▶ [Available data]:
* * *
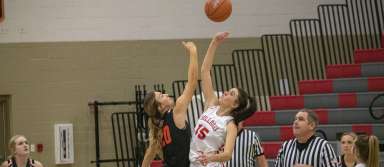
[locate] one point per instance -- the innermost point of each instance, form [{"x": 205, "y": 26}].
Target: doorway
[{"x": 4, "y": 126}]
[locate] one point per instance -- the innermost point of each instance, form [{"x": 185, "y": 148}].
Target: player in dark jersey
[
  {"x": 169, "y": 132},
  {"x": 18, "y": 146}
]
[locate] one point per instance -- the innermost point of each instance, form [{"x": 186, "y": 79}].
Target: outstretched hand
[
  {"x": 190, "y": 46},
  {"x": 221, "y": 36}
]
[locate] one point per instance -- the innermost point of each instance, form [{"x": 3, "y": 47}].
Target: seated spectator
[
  {"x": 20, "y": 154},
  {"x": 347, "y": 158}
]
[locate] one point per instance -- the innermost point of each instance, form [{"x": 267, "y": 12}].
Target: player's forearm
[
  {"x": 221, "y": 157},
  {"x": 193, "y": 69}
]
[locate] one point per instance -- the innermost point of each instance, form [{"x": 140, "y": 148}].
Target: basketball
[{"x": 218, "y": 10}]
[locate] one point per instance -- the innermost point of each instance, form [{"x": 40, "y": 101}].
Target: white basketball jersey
[{"x": 209, "y": 135}]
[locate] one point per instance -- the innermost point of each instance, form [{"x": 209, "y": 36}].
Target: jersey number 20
[{"x": 201, "y": 131}]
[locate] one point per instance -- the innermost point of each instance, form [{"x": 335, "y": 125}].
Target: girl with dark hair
[
  {"x": 20, "y": 153},
  {"x": 169, "y": 132},
  {"x": 216, "y": 129},
  {"x": 367, "y": 151}
]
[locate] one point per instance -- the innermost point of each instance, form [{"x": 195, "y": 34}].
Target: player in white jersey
[{"x": 216, "y": 130}]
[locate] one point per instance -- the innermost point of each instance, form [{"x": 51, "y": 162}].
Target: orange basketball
[{"x": 218, "y": 10}]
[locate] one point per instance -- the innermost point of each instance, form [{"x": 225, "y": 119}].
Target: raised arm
[
  {"x": 209, "y": 95},
  {"x": 182, "y": 102}
]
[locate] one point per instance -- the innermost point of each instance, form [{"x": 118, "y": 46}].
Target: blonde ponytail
[{"x": 373, "y": 155}]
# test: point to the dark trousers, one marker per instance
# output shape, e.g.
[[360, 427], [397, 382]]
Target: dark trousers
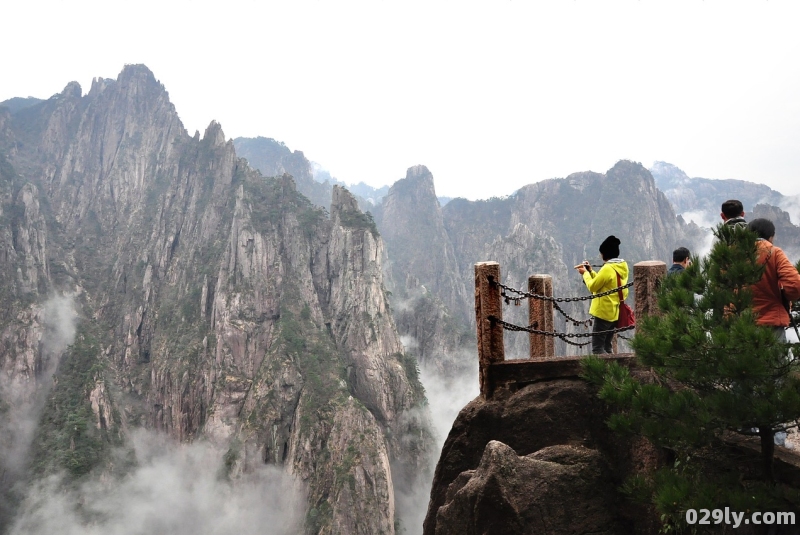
[[601, 343]]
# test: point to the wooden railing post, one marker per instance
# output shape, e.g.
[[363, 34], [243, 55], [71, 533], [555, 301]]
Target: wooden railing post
[[540, 316], [490, 334], [647, 277]]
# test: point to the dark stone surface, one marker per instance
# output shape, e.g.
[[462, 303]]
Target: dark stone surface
[[563, 467]]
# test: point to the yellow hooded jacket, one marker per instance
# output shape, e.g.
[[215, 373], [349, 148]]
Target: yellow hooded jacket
[[607, 307]]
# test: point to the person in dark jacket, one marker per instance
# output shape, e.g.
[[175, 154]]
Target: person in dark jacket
[[733, 213], [680, 260]]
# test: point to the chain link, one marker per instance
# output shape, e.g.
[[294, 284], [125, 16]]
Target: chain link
[[525, 295], [577, 323], [555, 334]]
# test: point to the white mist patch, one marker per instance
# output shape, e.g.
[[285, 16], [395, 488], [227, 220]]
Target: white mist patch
[[25, 385], [447, 395], [60, 318], [175, 489], [792, 206], [409, 342], [702, 218]]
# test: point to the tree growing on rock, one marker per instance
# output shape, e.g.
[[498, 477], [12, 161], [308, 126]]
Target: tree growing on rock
[[715, 375]]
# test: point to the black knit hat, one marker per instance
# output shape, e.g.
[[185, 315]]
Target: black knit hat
[[610, 247]]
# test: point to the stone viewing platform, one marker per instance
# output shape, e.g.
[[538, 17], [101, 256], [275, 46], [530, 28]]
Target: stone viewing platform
[[497, 373]]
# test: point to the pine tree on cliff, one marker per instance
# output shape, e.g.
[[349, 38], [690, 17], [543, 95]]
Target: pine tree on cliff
[[716, 373]]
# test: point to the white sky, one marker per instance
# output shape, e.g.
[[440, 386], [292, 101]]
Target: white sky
[[489, 95]]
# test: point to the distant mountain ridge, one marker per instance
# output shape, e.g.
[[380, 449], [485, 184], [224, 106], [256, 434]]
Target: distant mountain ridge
[[706, 195]]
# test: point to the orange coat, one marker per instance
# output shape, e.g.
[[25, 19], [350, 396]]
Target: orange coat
[[779, 273]]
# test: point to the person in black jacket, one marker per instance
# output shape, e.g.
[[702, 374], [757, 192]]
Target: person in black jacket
[[733, 213], [680, 260]]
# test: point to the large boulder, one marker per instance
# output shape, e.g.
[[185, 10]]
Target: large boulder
[[556, 490]]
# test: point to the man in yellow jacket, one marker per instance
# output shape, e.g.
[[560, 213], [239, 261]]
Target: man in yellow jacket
[[605, 309]]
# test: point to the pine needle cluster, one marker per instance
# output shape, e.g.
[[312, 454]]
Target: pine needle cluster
[[716, 374]]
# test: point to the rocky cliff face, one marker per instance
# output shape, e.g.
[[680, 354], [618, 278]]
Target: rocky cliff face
[[707, 195], [212, 303], [537, 460]]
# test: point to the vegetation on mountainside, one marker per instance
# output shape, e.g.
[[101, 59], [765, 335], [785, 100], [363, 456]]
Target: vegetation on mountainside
[[69, 437], [358, 220], [717, 374]]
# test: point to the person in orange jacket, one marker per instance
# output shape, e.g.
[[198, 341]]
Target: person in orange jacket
[[780, 276]]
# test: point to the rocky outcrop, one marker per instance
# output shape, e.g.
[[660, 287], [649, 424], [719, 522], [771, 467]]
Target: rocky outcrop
[[214, 303], [417, 241], [537, 460], [507, 493], [787, 234], [705, 196]]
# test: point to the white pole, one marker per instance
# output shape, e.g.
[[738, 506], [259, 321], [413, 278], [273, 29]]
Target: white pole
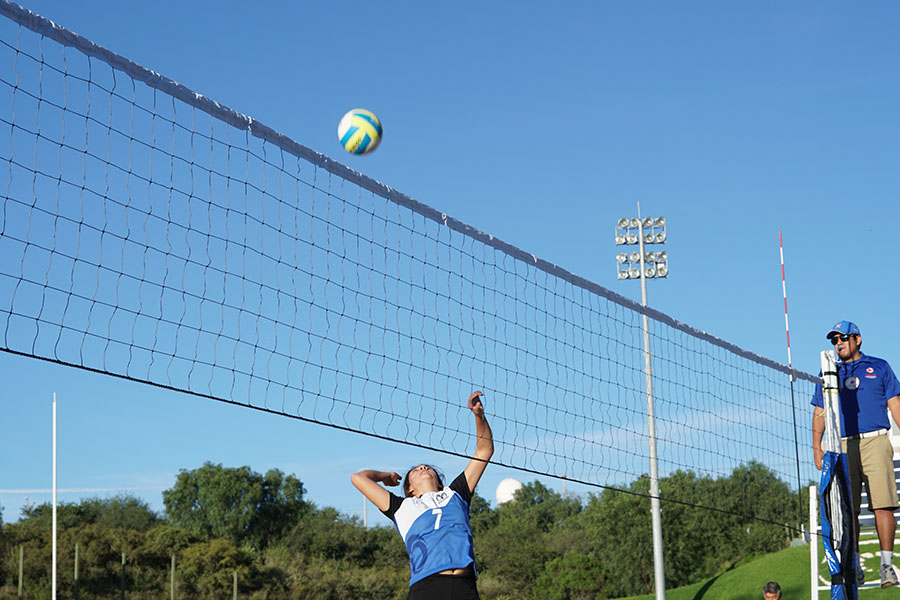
[[655, 515], [54, 498], [813, 544]]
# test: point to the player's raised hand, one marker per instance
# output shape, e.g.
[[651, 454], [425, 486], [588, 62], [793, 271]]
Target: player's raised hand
[[475, 404]]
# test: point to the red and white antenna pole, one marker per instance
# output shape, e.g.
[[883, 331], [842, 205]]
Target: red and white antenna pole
[[787, 329]]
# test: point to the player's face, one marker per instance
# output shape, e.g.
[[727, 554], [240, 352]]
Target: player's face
[[846, 346], [422, 479]]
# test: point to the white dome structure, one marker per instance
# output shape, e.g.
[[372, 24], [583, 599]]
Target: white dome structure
[[506, 489]]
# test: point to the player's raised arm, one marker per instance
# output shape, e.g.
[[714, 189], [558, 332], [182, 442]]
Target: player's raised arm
[[484, 449], [367, 480]]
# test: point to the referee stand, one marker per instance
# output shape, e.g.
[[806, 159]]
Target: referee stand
[[868, 537]]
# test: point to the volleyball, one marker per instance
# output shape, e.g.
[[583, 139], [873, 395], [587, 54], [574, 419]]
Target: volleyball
[[359, 131], [506, 490]]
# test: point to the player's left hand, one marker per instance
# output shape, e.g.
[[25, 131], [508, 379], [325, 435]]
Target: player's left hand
[[475, 404]]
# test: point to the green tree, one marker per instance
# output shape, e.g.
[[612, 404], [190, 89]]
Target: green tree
[[572, 576], [237, 504], [208, 568], [522, 541]]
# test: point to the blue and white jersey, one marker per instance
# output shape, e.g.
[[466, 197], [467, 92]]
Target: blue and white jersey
[[435, 528], [866, 385]]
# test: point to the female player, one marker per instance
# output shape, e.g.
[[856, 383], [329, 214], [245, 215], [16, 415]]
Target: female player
[[433, 520]]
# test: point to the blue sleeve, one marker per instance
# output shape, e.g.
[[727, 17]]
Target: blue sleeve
[[891, 385], [394, 506], [461, 487], [817, 395]]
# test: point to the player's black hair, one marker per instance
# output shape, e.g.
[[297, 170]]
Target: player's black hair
[[440, 477]]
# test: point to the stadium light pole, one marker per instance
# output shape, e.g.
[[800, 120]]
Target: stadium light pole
[[649, 265]]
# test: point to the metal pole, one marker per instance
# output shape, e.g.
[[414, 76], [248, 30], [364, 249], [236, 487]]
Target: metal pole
[[659, 575], [813, 544], [53, 561], [75, 587], [21, 570], [787, 332]]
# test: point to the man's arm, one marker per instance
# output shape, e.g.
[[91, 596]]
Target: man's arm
[[894, 407], [819, 430], [484, 449]]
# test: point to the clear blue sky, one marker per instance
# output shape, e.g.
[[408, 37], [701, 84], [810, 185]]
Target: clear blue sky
[[542, 124]]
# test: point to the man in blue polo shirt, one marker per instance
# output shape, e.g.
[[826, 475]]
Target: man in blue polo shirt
[[868, 390]]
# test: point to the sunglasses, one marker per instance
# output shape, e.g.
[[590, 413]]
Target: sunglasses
[[843, 337]]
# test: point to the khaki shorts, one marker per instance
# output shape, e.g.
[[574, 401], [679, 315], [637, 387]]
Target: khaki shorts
[[871, 460]]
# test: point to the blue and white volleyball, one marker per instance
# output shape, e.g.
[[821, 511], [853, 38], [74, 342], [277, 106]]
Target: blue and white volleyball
[[359, 131]]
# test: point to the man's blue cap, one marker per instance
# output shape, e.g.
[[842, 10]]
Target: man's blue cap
[[845, 327]]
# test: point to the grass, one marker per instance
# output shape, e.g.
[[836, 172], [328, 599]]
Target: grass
[[790, 568]]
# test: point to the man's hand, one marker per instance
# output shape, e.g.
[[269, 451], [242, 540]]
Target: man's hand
[[475, 404]]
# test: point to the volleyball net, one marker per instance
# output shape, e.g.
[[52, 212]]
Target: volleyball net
[[150, 233]]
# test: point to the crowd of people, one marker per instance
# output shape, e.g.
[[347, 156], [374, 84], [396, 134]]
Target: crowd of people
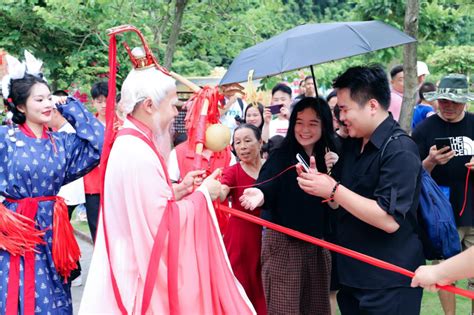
[[161, 246]]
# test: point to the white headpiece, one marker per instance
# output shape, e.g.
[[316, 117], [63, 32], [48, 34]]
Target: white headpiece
[[17, 70], [142, 83]]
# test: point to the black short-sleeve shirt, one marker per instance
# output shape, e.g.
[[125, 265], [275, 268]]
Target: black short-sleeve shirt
[[452, 175], [285, 202], [393, 181]]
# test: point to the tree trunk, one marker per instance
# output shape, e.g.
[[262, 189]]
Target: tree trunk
[[176, 28], [409, 65]]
* * *
Copy only this from above: the line containing "# test: point to the dark trousers, one", the line containing "[[285, 16], [395, 488], [227, 220]]", and all lines between, printed exactly. Leave out the pictures.

▶ [Response]:
# test: point to the dark trousers, one marker per instance
# output shape, e.g.
[[360, 427], [397, 382]]
Target: dark trousers
[[601, 343]]
# test: point to the wooden railing post, one marker per instance
# output shape, e.g.
[[363, 34], [243, 55], [71, 533], [555, 301]]
Target: wooden railing post
[[540, 316], [490, 334], [647, 277]]
# test: point to the dark stone surface, one marker per instance
# output shape, e.g.
[[462, 303]]
Target: dark stone surface
[[563, 467]]
# test: point to the yellow hooded jacket, one marker per instance
# output shape, e.g.
[[215, 373], [349, 148]]
Target: yellow hooded jacket
[[607, 307]]
# test: point to the person in dark jacket, one marker per instance
# output shape, e.g.
[[175, 154]]
Target: person in dark jacket
[[733, 213], [680, 260]]
# test: point to the chain link, one marker per instance
# output shape, e.g.
[[294, 284], [125, 16]]
Target: chain link
[[525, 295], [577, 323], [555, 334]]
# test: point to the white mist patch, one marker per instance
# output shape, e.g.
[[285, 16], [395, 488], [227, 220]]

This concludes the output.